■ MATERIAL FOR THIS TASK:
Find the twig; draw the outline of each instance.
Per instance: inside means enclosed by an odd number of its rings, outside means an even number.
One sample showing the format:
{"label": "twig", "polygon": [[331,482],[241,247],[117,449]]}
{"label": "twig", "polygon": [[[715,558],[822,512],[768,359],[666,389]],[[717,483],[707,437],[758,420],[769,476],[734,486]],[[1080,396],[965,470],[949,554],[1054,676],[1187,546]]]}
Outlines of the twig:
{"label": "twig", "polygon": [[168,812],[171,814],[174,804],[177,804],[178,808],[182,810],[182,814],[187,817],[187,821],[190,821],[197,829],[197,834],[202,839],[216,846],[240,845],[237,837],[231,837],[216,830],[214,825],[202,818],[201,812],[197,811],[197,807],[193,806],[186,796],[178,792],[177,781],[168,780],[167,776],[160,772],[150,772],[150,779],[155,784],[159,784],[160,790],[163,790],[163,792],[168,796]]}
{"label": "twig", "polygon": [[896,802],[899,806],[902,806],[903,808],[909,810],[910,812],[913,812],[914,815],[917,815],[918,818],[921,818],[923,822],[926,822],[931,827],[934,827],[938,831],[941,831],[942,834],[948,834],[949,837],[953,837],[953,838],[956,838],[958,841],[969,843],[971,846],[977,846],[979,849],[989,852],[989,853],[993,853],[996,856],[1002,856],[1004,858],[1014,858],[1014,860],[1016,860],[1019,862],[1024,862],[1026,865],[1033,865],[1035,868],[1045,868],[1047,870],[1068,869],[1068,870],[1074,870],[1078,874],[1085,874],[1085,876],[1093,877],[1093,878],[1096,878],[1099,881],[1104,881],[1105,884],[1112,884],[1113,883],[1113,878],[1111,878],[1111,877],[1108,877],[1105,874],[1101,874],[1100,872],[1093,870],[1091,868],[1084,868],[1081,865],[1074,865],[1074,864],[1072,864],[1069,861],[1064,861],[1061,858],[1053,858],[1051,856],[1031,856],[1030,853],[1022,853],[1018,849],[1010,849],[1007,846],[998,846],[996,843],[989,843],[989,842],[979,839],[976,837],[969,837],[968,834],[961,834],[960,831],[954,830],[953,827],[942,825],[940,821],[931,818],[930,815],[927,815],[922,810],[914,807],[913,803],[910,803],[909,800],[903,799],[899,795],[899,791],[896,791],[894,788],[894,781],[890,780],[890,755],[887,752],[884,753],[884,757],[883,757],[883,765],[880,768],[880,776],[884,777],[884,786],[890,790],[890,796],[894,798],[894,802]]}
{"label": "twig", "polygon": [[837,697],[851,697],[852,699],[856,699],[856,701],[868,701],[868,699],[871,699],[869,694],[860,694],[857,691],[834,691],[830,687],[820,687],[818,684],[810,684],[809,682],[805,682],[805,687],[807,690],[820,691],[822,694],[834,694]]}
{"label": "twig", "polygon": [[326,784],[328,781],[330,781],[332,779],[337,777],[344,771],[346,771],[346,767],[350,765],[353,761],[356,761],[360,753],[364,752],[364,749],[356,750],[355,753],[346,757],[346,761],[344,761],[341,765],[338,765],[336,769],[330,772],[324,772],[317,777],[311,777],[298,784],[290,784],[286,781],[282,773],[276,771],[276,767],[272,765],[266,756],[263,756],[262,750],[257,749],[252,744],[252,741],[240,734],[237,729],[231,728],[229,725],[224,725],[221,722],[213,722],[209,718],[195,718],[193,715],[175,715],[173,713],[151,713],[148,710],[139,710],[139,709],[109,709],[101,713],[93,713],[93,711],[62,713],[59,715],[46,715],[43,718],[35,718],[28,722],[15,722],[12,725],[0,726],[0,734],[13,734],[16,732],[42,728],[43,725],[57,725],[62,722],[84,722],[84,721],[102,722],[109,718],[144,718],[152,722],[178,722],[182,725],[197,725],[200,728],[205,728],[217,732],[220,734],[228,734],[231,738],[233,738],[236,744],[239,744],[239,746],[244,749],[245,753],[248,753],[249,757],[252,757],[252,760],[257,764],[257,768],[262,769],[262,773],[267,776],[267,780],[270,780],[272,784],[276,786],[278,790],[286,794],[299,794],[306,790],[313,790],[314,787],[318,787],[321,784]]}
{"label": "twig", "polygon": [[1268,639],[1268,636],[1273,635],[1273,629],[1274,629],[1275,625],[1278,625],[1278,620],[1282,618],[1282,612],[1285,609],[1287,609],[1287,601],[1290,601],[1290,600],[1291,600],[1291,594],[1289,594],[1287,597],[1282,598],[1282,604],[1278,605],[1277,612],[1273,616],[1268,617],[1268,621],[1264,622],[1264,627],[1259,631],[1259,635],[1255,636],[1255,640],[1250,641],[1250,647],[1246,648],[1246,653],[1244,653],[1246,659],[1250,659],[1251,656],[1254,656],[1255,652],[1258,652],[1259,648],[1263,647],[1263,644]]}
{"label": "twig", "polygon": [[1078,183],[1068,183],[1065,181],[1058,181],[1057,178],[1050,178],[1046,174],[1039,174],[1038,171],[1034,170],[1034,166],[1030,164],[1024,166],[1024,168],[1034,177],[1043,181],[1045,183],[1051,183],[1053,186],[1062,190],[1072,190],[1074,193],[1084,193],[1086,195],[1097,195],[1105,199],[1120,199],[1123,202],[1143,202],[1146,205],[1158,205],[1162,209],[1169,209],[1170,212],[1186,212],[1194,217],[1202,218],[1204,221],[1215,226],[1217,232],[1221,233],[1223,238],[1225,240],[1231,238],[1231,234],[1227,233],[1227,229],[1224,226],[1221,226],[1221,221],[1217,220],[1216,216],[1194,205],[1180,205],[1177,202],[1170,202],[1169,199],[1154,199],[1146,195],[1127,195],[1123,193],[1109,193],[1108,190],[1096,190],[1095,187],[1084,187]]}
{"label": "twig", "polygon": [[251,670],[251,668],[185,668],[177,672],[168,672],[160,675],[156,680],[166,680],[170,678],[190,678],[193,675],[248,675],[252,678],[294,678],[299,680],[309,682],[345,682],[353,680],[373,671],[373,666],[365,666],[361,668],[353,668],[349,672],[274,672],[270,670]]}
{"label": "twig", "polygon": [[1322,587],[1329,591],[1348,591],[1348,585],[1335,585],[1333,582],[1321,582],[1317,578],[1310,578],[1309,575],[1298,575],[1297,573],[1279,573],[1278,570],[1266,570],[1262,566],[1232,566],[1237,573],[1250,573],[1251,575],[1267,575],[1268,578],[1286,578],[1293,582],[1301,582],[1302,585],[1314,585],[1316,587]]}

■ YOUR GOAL:
Display every line of the material above that contains the word "instance", matching its case exactly.

■ OUTPUT OF THE EXERCISE:
Find the twig; draw the outline of each instance.
Per instance: inside means enclosed by an odd number of its rings, outside means an even number.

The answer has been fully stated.